:: WORKING DATA

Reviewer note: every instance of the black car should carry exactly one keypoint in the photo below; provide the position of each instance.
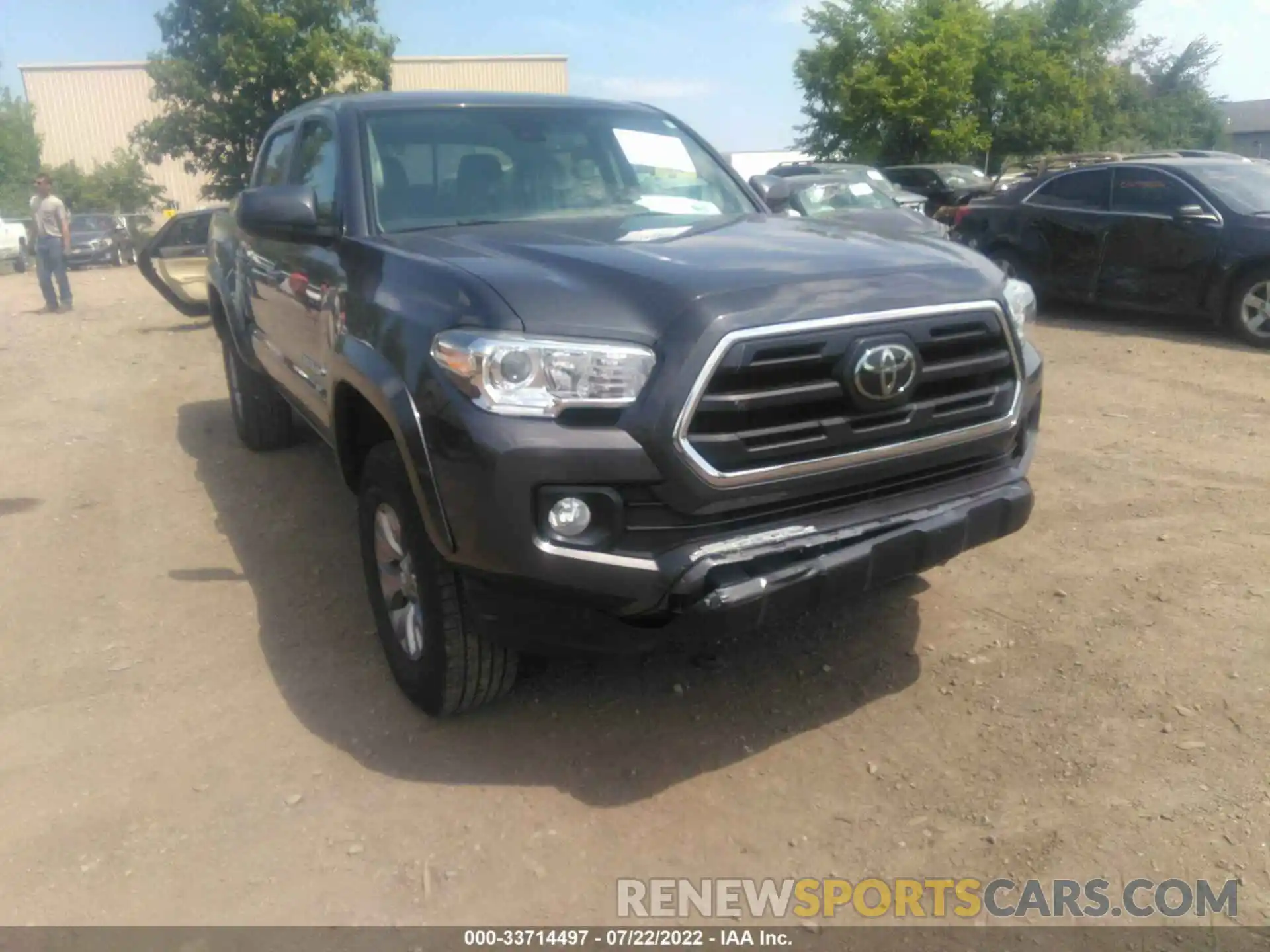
(944, 184)
(1170, 235)
(904, 198)
(851, 198)
(99, 239)
(583, 382)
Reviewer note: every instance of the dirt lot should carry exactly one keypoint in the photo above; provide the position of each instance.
(196, 724)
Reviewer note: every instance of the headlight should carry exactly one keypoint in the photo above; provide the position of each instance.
(521, 376)
(1020, 302)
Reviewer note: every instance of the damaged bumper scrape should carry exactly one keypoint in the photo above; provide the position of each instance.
(748, 571)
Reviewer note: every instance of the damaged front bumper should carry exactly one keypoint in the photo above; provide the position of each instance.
(850, 560)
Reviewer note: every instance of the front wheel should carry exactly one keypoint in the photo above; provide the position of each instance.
(262, 416)
(421, 614)
(1249, 314)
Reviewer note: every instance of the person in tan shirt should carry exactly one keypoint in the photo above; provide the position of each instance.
(52, 243)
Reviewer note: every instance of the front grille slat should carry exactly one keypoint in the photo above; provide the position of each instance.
(780, 400)
(773, 397)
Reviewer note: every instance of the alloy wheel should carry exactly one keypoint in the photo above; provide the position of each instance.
(1255, 309)
(398, 582)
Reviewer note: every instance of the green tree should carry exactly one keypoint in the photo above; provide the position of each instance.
(1169, 98)
(927, 80)
(893, 81)
(230, 67)
(118, 186)
(19, 154)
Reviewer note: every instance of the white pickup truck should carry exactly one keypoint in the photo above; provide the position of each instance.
(13, 244)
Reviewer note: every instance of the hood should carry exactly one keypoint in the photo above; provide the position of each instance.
(648, 276)
(906, 197)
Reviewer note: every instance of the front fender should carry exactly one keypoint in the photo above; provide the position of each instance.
(359, 366)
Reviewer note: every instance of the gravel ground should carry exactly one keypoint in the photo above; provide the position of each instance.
(197, 727)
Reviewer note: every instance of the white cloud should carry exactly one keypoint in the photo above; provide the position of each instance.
(792, 11)
(644, 87)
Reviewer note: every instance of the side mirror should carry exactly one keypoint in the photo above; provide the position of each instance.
(774, 190)
(1197, 214)
(284, 212)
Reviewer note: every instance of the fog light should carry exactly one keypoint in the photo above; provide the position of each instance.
(570, 517)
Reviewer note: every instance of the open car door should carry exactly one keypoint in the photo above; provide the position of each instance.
(175, 260)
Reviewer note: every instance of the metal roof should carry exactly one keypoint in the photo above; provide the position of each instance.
(1248, 116)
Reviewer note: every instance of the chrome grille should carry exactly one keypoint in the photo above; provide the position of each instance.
(771, 401)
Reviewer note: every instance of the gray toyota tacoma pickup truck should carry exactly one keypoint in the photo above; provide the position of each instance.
(583, 382)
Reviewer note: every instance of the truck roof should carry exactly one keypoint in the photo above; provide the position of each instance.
(459, 98)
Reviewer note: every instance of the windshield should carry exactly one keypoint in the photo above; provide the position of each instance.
(847, 190)
(1242, 186)
(432, 168)
(882, 183)
(92, 222)
(963, 177)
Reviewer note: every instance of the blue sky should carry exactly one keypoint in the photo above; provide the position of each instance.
(724, 66)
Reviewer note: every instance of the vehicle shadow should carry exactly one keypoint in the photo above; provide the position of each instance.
(177, 328)
(1183, 329)
(607, 731)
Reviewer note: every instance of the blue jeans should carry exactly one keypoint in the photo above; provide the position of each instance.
(50, 263)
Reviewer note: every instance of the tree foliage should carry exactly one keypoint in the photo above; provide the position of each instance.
(118, 186)
(931, 80)
(19, 154)
(230, 67)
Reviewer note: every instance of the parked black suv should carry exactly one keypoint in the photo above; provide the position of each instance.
(583, 382)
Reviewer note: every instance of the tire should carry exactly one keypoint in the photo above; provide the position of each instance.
(262, 416)
(1249, 309)
(439, 660)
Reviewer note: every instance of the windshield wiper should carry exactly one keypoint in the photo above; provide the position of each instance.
(456, 223)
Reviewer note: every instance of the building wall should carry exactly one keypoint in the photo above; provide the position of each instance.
(499, 74)
(84, 112)
(1251, 143)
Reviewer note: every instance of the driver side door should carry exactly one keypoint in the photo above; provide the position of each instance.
(1154, 258)
(175, 262)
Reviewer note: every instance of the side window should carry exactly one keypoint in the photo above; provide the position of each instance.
(187, 231)
(1146, 190)
(318, 163)
(1086, 190)
(275, 159)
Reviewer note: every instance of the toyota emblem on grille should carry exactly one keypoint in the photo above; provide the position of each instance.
(886, 372)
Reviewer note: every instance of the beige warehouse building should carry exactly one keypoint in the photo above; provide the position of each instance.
(85, 111)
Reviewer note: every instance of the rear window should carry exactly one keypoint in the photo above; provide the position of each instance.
(1085, 190)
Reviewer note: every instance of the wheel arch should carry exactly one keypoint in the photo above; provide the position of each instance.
(371, 404)
(1224, 300)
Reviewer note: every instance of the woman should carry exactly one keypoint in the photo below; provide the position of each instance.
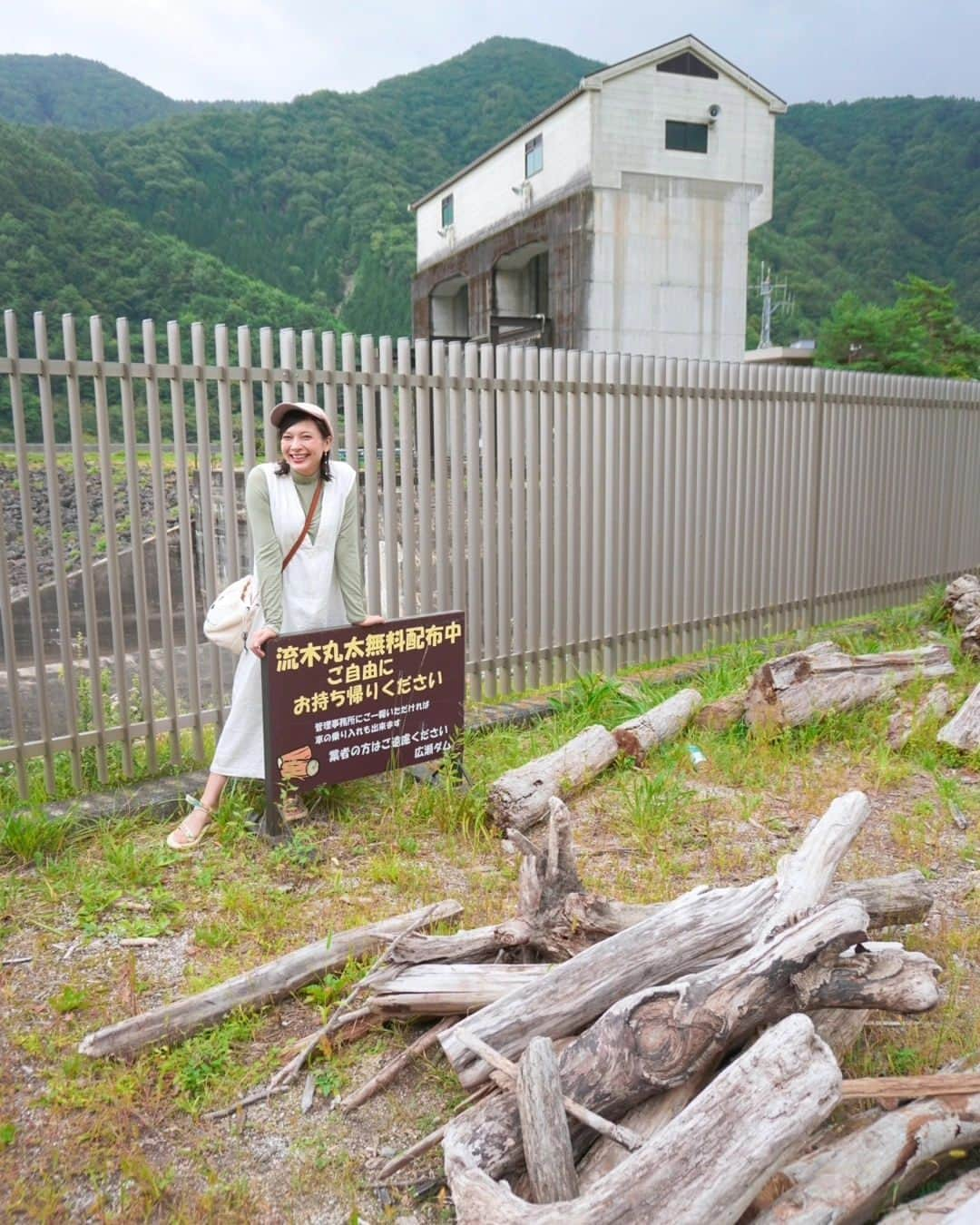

::::

Put the lines starting at the one that contains "Reviewer note: every instance of the building" and ending at the end of the material into a Markdown table with columns Row and Line, skipping blank lines. Leave the pictures out.

_SOLUTION TO THIS PROBLEM_
| Row | Line |
|---|---|
| 1 | Reviewer note: every instance of the building wall should carry exactly one keypoint in the photo above; provide the position of each instance. |
| 2 | (499, 74) |
| 3 | (84, 112) |
| 4 | (1251, 143) |
| 5 | Reviewer note: every instance of the driver side door should carry exactly one keypoint in the photo above; provide the position of each instance. |
| 6 | (1154, 258) |
| 7 | (175, 262) |
| 8 | Reviewer note: every instance of the side window should carry exactly one keypoint in the photo above; provide the position of each instance. |
| 9 | (187, 231) |
| 10 | (1146, 190) |
| 11 | (318, 163) |
| 12 | (1086, 190) |
| 13 | (275, 159) |
| 14 | Reviewer note: every instance of the toyota emblem on grille should carry exactly one keypoint in the photo above; provide the position of each instance. |
| 15 | (886, 372) |
| 16 | Reviewer note: every instance of the beige warehouse building should carry exactly one keypoint in the photo above; provide the position of each instance. |
| 17 | (85, 111) |
| 18 | Reviewer note: every instance of the rear window should carry exactly one keypoint in the photo above; provide the position of each instance. |
| 19 | (1085, 190) |
| 20 | Reviewer note: every instance of the wheel arch should carry exactly one keypoint in the photo above; provide the position of each instance. |
| 21 | (371, 404) |
| 22 | (1224, 300) |
| 23 | Reviewer note: every instance of the woman should carry exactly one keypoint in the photo below; provide the position of each instance. |